- _DATA SHOWN_
<<<<
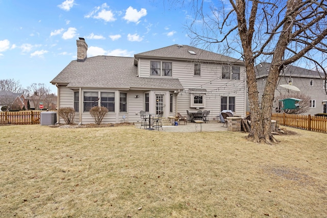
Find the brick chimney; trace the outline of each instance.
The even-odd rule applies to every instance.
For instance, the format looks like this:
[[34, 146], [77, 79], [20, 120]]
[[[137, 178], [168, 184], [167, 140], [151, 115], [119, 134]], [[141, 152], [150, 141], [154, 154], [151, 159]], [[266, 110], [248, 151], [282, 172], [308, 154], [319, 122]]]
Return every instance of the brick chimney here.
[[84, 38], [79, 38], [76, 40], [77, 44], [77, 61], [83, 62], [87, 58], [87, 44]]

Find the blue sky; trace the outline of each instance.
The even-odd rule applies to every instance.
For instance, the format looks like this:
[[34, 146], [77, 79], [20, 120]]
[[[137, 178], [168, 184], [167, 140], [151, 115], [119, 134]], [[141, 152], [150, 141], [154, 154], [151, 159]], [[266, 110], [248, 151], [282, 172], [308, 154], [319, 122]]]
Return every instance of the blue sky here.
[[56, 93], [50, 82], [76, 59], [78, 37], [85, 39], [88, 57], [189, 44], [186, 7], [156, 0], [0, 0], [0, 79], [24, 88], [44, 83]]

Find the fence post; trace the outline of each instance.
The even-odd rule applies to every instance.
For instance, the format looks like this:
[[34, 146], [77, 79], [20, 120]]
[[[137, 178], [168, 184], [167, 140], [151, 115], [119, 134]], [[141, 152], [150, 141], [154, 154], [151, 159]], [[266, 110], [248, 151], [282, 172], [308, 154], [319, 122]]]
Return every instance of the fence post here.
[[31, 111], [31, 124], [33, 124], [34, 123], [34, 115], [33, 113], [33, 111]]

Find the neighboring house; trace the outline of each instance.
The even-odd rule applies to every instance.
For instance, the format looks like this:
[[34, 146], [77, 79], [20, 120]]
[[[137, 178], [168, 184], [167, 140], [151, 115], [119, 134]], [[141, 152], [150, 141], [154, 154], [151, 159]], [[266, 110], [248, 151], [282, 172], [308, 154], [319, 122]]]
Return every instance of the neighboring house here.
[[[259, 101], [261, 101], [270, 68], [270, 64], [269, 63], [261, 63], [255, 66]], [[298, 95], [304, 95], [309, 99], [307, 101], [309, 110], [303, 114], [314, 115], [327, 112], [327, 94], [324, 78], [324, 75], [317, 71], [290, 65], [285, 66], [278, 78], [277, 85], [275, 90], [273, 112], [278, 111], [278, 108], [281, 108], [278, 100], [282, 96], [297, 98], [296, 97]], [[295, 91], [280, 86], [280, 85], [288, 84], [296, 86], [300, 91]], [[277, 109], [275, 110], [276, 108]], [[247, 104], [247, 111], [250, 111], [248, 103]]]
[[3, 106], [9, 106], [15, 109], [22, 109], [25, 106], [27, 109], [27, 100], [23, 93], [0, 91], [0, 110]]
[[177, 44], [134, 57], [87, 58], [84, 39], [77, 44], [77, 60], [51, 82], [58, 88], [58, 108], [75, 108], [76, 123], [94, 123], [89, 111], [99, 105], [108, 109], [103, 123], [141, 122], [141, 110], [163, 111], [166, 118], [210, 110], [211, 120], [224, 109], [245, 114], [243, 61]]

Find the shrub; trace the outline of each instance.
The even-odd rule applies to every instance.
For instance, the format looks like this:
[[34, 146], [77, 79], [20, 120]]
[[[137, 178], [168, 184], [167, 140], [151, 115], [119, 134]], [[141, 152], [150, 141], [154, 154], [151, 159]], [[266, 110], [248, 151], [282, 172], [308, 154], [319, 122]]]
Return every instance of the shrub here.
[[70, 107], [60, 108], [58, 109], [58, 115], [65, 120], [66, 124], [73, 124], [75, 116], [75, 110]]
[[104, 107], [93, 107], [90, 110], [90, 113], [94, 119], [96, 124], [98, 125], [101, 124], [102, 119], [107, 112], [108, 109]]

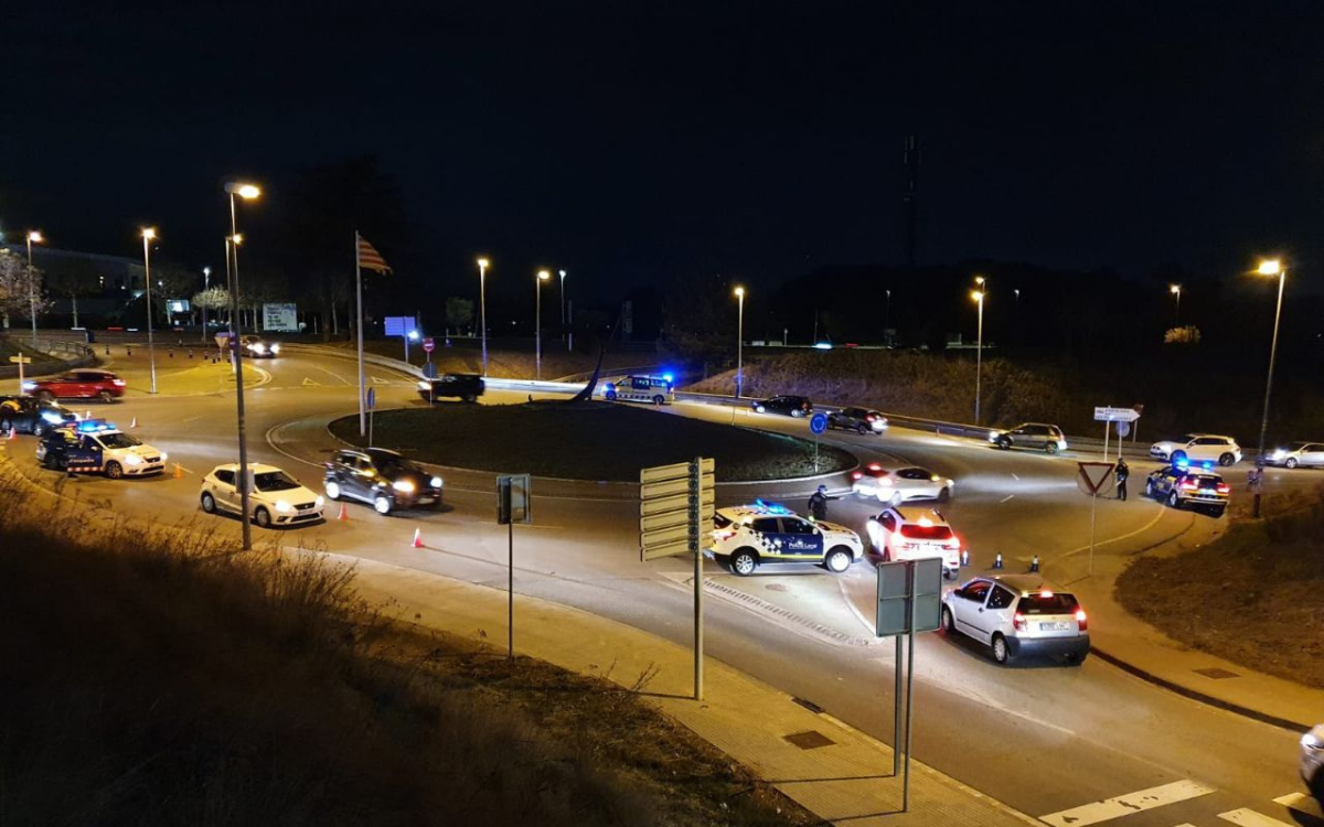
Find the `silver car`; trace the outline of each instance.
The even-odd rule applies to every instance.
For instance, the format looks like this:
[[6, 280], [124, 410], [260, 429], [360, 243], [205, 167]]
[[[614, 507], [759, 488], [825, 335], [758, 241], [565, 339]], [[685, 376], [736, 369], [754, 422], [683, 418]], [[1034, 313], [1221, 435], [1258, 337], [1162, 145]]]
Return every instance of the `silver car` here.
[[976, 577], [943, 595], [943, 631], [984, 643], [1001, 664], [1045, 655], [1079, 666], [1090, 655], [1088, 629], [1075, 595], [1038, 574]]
>>>>
<<<<
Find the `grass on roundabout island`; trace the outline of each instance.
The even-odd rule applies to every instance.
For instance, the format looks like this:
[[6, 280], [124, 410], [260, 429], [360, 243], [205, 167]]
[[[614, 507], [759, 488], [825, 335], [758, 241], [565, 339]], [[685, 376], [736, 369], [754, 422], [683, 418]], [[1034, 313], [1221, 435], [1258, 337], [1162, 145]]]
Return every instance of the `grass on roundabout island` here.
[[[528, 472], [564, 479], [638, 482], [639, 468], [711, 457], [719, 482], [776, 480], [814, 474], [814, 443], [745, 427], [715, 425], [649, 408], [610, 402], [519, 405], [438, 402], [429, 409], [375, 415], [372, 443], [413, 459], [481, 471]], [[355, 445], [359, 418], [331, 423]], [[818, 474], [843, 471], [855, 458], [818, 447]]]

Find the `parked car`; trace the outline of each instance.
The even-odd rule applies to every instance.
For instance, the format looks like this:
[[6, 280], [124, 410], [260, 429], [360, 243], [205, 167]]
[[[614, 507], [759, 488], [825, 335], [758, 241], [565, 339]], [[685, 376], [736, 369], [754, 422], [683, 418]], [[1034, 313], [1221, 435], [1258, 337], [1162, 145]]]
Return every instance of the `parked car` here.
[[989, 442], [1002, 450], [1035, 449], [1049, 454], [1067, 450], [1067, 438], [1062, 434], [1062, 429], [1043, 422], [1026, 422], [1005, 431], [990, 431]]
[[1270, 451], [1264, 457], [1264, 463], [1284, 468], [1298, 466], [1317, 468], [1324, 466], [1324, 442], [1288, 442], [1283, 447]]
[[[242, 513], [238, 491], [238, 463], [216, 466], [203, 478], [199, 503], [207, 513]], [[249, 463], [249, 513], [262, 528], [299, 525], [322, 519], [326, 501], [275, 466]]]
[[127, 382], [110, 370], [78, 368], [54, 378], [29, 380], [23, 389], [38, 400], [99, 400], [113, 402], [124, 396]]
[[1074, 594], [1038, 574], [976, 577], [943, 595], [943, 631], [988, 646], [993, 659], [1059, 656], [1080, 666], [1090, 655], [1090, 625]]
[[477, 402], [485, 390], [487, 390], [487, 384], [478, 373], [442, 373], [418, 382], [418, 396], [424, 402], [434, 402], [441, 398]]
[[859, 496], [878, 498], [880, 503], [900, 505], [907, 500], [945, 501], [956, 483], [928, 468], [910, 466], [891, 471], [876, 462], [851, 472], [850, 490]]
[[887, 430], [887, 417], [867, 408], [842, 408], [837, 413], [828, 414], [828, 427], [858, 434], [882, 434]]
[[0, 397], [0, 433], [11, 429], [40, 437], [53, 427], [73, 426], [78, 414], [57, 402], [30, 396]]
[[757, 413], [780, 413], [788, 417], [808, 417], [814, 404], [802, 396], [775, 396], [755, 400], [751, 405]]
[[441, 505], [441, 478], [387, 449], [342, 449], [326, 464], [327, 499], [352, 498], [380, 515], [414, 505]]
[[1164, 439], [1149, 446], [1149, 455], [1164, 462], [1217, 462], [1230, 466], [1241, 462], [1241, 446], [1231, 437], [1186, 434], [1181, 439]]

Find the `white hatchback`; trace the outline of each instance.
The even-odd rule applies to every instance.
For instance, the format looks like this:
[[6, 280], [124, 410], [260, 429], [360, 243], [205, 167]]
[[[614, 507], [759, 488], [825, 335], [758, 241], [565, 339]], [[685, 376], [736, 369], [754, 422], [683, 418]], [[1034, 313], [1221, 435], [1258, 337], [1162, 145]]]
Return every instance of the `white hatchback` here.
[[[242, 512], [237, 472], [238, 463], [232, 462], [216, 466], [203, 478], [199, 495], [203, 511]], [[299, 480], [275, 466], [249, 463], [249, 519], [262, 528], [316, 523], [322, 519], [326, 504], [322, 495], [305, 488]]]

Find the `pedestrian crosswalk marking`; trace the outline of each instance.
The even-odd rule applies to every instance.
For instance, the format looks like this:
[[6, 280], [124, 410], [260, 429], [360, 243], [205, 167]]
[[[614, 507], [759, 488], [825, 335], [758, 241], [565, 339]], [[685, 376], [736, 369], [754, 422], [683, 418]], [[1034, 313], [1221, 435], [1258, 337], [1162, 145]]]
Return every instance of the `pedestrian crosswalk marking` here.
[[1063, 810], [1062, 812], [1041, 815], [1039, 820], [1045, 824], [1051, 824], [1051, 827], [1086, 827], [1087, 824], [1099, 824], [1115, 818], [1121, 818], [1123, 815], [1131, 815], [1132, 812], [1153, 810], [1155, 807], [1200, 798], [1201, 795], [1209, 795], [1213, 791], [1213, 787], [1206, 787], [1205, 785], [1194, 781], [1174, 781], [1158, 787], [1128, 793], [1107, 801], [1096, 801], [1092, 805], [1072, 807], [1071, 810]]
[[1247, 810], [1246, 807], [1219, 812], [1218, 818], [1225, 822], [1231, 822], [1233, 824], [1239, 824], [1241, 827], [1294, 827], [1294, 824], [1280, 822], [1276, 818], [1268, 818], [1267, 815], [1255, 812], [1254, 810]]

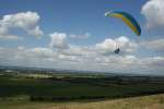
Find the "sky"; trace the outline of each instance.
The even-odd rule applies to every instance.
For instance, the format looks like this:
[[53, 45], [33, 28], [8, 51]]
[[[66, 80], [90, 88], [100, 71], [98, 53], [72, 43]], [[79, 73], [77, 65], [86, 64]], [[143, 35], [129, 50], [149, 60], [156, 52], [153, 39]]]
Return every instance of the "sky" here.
>>>>
- _STATED EXERCISE_
Output everything from the line containing "Find the brick" down through the line containing "113], [33, 111]]", reproduced exactly, with both of those lines included.

- _REPLY TO THE TASK_
Find the brick chimney; trace the outline of each instance.
The even-odd rule applies to every instance.
For instance, the format looks like this:
[[34, 146], [77, 79], [20, 120]]
[[[137, 178], [168, 184], [167, 140], [151, 115], [119, 134]], [[141, 152], [150, 141], [154, 154], [151, 159]], [[266, 110], [248, 151], [282, 172], [308, 154], [319, 122]]]
Return every instance of the brick chimney here.
[[84, 38], [79, 38], [76, 40], [77, 44], [77, 61], [83, 62], [87, 58], [87, 44]]

Find the blue sky; trace the outline of each instance.
The even-odd rule applies to every instance.
For instance, the format looks like this:
[[34, 146], [77, 79], [20, 120]]
[[[137, 178], [168, 184], [167, 140], [151, 115], [119, 134]], [[141, 152], [150, 141], [154, 154], [151, 159]], [[266, 110], [248, 151], [282, 172], [308, 154], [319, 122]]]
Return every instance of the blue sky here.
[[56, 93], [50, 82], [76, 59], [78, 37], [85, 39], [88, 57], [189, 44], [186, 7], [156, 0], [0, 0], [0, 79], [24, 88], [44, 83]]

Find the fence post; trace the outline of each instance.
The even-odd rule applies to every instance.
For instance, the format looks like this:
[[34, 146], [77, 79], [20, 120]]
[[[137, 178], [168, 184], [167, 140], [151, 115], [119, 134]], [[141, 152], [150, 141], [154, 154], [151, 159]], [[266, 110], [248, 151], [282, 172], [308, 154], [319, 122]]]
Return every instance of the fence post here.
[[31, 111], [31, 124], [33, 124], [34, 123], [34, 115], [33, 113], [33, 111]]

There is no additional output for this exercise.